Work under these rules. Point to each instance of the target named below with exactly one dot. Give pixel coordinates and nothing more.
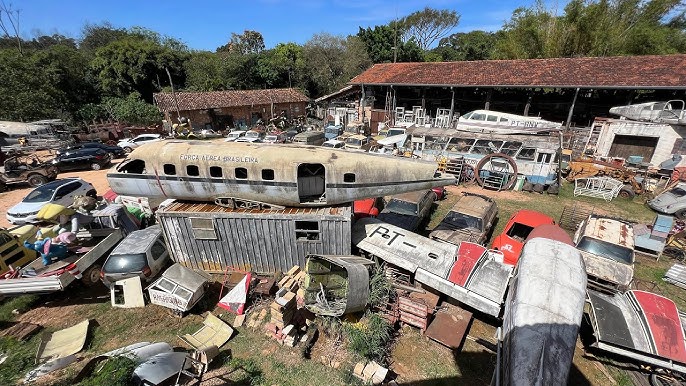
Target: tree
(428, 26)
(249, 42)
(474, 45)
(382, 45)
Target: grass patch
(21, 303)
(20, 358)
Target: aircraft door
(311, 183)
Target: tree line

* [EXERCISE]
Give back all of the data above line for line, with no changes, but leave out the pictures.

* [RESPONSE TO THIS TASK]
Work under these rules. Point to each instance of the target named below with exactly one dot. Give pixel coordinates and nothing more.
Target: tree
(428, 26)
(249, 42)
(474, 45)
(382, 45)
Target: grass patch
(21, 303)
(20, 358)
Target: aircraft door
(311, 183)
Target: tree line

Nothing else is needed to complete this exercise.